**** Document text ****
There are many difficult maintenance and repair chores associated with your automobile, but tire rotation isn’t one of them … and it’s a service that clearly adds to your bottom line. If you know how to change a flat tire, then you have all the necessary skills to perform your own tire rotation.

The concept of tire rotation is simple- you swap the front tires of your car or truck with the back tires at regular intervals. By rotating your tires you increase the life of the entire set of tires. If your tires were never rotated it’s likely you would experience irregular wear in one or two tires, but by rotating at regular intervals you allow all four tires to wear out at about the same time so they can be replaced with a matching set.

Naturally, if you brought tire professionals from ten reputable tire discounters into a room and asked their opinion, you’d get ten different ideas on tire rotation. There is the opinion one should never rotate your rear tires with your front tires. Or that you should swap the front and rear left-side together, or the crossover opinion of left front to right rear and right front to left rear. Each of these opinions has its pros and cons.

There is one concept that all can agree upon. If you own a front-wheel drive vehicle the tires on the front wear twice as fast as the tires on the rear. There are several reasons for this: the drive train’s power goes though the front tires, the front tires shoulder the brunt of the cornering, and the front tires do the lion’s share of the braking.
**** Provided material ****
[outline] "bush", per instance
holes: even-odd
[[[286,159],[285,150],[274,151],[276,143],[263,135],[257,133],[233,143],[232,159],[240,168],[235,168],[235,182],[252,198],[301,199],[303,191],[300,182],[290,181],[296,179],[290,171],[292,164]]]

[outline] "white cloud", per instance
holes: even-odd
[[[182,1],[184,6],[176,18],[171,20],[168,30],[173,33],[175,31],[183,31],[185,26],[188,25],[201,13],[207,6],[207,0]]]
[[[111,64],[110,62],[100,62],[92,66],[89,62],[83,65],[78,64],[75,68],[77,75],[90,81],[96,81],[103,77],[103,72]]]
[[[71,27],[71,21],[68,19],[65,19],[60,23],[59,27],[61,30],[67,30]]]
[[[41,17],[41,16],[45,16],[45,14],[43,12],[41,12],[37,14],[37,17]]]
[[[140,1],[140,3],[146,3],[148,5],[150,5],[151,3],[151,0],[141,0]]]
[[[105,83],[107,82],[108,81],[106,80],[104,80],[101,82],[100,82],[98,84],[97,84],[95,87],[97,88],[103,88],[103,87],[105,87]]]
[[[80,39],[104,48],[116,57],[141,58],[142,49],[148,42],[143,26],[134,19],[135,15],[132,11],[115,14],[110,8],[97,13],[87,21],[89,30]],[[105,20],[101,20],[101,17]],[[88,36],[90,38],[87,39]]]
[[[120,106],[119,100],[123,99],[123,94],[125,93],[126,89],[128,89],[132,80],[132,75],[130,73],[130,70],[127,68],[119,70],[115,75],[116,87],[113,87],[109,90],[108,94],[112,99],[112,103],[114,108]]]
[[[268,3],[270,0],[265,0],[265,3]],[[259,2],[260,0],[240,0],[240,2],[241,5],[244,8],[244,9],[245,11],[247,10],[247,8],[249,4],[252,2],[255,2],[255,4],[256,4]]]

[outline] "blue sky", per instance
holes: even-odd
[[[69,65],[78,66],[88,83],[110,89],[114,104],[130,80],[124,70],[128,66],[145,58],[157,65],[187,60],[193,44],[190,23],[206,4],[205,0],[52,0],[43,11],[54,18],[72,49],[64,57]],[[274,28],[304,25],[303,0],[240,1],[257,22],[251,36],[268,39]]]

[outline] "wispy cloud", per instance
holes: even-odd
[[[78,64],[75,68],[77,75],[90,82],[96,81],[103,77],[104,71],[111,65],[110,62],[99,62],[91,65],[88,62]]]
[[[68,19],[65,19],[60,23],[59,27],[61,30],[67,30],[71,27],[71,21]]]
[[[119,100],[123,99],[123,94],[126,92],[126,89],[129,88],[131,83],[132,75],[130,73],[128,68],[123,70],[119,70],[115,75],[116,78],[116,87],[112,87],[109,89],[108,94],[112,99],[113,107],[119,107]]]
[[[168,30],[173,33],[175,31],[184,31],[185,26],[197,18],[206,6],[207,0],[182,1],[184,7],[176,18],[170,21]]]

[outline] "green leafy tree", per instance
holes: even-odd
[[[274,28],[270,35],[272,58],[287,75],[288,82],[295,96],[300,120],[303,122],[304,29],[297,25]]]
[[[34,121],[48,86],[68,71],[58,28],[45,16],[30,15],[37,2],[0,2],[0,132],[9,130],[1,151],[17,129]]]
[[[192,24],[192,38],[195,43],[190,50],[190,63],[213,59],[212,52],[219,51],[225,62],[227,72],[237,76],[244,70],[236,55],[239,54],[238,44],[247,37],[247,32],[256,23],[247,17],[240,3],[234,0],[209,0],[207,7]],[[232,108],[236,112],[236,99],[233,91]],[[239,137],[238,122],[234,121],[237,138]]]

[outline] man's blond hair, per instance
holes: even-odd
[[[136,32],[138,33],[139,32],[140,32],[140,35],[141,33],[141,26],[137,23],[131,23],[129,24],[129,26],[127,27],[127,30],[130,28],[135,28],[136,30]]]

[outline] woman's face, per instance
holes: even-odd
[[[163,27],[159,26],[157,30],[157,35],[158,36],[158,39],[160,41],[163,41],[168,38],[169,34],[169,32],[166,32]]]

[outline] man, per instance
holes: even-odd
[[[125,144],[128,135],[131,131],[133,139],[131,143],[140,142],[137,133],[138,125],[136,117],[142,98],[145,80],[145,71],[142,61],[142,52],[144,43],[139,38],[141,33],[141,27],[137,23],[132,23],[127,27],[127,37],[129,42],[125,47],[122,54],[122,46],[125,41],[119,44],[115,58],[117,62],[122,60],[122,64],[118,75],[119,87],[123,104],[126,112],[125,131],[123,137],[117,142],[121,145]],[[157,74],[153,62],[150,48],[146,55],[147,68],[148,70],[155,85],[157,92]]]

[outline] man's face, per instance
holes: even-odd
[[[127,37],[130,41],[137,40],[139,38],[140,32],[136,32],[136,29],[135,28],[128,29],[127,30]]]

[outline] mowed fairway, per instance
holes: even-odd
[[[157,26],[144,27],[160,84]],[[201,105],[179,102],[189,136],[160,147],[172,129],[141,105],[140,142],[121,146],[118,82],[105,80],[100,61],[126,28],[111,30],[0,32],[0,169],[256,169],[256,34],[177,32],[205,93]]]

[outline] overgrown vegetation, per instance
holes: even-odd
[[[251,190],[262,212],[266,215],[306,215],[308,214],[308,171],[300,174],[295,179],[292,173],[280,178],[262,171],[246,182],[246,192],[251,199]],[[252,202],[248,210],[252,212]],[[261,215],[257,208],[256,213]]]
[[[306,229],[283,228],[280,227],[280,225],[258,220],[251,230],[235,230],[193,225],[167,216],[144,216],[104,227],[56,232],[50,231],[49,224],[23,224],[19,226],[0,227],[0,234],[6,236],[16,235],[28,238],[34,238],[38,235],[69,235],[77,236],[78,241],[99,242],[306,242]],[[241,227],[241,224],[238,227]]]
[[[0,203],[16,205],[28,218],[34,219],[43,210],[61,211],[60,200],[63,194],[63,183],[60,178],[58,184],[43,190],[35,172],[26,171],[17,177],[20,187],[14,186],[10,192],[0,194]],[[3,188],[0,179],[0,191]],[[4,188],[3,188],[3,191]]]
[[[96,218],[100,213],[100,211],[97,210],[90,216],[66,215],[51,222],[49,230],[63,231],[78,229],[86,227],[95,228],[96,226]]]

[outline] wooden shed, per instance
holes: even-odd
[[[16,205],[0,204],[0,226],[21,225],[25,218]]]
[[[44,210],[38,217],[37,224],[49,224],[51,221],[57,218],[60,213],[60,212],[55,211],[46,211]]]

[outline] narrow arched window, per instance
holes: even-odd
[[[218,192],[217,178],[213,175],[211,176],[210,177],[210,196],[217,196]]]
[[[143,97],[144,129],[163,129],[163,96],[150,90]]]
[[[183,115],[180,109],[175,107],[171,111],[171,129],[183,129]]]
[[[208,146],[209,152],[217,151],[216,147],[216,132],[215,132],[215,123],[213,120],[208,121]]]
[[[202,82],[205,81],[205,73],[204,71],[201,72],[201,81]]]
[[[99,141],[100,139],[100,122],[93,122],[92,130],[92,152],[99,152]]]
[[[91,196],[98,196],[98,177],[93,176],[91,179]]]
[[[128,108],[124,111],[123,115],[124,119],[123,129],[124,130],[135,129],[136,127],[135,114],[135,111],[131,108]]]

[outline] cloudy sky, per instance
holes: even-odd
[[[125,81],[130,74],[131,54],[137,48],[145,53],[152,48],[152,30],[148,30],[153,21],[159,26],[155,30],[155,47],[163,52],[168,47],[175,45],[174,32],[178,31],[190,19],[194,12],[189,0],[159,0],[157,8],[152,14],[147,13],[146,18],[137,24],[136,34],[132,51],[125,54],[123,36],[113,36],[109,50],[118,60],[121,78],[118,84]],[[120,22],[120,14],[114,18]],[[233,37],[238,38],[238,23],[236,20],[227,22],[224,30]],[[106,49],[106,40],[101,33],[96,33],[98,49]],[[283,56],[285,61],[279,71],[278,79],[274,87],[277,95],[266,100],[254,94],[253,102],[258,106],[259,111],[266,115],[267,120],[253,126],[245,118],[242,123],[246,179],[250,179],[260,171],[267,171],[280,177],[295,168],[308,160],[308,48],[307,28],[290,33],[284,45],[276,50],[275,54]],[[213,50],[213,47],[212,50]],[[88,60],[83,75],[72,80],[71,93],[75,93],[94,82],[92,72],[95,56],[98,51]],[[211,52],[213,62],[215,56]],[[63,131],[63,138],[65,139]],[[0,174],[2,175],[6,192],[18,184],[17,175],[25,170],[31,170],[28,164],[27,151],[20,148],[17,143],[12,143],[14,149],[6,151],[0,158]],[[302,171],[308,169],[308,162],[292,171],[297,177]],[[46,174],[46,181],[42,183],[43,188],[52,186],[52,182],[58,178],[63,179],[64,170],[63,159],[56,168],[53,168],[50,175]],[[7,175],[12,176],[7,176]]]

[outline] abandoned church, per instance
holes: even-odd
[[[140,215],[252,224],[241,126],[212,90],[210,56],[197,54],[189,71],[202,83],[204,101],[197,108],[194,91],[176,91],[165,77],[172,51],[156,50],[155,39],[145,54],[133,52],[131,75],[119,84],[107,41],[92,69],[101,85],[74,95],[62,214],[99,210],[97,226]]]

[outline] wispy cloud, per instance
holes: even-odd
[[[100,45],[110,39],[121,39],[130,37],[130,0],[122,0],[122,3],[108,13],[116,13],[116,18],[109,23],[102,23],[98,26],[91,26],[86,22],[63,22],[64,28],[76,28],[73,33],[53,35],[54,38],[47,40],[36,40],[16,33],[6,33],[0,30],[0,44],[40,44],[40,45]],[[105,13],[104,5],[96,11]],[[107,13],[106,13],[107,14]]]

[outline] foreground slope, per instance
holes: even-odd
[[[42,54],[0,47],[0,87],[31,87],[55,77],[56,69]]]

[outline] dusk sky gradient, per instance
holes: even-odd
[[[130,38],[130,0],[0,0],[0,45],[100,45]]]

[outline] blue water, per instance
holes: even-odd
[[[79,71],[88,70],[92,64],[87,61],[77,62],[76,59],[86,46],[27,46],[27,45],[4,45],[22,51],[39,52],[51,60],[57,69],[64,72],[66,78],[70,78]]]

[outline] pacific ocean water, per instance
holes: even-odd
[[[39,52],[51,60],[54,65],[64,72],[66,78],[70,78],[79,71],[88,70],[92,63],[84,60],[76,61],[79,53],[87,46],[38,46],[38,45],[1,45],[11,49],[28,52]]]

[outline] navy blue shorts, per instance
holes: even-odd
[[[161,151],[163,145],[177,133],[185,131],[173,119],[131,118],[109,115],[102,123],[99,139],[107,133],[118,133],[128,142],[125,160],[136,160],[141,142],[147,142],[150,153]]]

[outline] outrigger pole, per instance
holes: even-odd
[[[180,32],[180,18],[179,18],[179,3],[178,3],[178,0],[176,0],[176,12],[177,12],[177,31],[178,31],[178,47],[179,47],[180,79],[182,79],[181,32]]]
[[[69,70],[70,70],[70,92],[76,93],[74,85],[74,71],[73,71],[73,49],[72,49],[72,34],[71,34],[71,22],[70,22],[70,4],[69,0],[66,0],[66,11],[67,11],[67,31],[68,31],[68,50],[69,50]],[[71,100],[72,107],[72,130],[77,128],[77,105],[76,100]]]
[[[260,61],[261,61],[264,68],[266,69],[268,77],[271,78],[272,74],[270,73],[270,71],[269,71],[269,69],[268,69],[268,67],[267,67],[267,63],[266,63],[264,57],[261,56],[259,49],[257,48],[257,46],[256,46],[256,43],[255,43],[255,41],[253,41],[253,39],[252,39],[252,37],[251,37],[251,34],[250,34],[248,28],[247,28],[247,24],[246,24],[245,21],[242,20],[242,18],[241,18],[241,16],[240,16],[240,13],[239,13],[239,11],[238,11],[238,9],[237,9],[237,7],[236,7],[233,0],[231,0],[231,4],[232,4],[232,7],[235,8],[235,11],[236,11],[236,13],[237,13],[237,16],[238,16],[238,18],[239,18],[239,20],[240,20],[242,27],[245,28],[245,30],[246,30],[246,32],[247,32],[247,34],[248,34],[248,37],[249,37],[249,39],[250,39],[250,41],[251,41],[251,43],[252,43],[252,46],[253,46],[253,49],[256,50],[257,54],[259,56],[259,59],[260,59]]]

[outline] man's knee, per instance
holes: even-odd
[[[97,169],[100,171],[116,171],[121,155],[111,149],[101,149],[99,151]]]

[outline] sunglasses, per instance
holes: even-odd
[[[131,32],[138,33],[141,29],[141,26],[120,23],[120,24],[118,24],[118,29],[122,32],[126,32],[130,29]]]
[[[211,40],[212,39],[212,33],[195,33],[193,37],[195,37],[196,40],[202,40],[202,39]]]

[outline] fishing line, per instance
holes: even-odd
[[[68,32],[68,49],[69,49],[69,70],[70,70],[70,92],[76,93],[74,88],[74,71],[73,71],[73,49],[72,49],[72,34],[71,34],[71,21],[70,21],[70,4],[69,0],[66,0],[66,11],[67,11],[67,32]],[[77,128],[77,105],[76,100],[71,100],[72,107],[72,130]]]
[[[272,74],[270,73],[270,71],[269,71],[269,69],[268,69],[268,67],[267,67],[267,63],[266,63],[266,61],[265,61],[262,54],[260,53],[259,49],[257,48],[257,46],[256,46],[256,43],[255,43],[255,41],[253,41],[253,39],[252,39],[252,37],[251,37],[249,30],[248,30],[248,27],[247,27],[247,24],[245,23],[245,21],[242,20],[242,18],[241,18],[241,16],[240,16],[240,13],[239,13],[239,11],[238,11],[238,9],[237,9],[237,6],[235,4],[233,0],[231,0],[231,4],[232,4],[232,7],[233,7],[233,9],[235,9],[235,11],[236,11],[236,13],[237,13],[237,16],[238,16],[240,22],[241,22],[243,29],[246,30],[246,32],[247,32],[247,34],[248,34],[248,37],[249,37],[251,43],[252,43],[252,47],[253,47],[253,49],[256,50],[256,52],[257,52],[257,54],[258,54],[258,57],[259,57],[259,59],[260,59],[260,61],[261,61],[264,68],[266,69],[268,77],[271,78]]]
****
**Exercise brief**
Can you write out the passage of the tire rotation text starting at "There is one" and ending at "of the braking.", replacing "twice as fast" with "much faster"?

**Finished exercise**
There is one concept that all can agree upon. If you own a front-wheel drive vehicle the tires on the front wear much faster as the tires on the rear. There are several reasons for this: the drive train’s power goes though the front tires, the front tires shoulder the brunt of the cornering, and the front tires do the lion’s share of the braking.